Entries shown:

——————————

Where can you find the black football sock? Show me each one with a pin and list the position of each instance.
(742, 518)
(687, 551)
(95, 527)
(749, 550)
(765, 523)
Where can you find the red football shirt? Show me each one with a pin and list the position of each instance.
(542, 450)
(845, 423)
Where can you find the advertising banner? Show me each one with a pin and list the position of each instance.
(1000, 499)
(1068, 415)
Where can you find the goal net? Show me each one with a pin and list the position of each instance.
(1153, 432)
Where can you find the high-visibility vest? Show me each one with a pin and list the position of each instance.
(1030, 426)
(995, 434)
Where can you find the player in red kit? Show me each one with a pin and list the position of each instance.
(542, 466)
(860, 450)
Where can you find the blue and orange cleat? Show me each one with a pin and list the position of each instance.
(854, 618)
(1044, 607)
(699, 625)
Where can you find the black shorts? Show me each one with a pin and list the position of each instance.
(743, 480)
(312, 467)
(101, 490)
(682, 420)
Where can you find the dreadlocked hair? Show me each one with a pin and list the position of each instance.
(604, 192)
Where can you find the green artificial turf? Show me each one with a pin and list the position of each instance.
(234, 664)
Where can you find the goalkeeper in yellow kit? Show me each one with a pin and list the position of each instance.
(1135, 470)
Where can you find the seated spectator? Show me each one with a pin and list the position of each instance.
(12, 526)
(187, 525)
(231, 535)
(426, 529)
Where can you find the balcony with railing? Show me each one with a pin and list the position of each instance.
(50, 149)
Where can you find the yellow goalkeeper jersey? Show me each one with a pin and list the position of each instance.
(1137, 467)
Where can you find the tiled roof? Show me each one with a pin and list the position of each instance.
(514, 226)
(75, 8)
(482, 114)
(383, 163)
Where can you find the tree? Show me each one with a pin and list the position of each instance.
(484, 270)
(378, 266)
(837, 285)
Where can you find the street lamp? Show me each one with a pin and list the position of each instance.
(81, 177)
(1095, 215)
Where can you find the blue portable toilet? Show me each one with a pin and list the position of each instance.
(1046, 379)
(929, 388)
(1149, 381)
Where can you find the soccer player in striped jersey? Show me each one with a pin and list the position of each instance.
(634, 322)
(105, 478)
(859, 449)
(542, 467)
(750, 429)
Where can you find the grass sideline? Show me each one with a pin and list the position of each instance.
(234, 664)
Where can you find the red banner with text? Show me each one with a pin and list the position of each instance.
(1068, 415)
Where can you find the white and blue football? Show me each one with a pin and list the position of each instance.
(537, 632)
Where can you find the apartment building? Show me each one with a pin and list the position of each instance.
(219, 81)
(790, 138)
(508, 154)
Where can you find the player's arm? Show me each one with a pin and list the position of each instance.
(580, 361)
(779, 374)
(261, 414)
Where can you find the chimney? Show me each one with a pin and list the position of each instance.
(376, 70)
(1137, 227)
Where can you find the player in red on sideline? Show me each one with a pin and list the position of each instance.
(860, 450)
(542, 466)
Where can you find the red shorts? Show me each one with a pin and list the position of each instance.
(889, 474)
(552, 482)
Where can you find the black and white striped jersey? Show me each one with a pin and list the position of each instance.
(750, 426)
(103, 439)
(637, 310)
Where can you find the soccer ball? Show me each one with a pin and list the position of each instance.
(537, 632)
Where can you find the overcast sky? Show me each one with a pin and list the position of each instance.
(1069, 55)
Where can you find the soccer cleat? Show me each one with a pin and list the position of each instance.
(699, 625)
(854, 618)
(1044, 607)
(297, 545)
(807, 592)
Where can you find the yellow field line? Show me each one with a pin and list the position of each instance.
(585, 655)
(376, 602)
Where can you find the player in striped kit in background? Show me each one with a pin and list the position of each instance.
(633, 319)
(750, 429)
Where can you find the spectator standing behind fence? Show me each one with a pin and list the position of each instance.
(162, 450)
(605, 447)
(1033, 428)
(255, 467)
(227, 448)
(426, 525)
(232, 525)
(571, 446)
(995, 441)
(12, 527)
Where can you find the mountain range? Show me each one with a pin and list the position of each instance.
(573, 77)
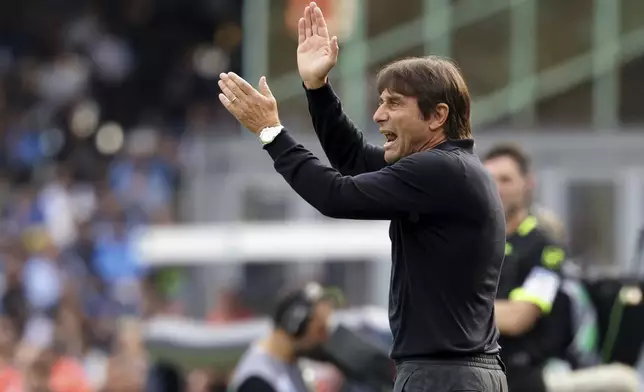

——————————

Task instructions: List every line of the material above that contains the word "yellow", matching case exactly.

Task answer:
Where can you find the goalkeeper in yellow kit? Show me each one with a pin and list the position of each instance.
Where can you find the yellow goalkeeper jersey? Show me each one with a pin and list the position of each instance.
Where can you find the yellow field line? Show me each one with a pin and list the position of each instance.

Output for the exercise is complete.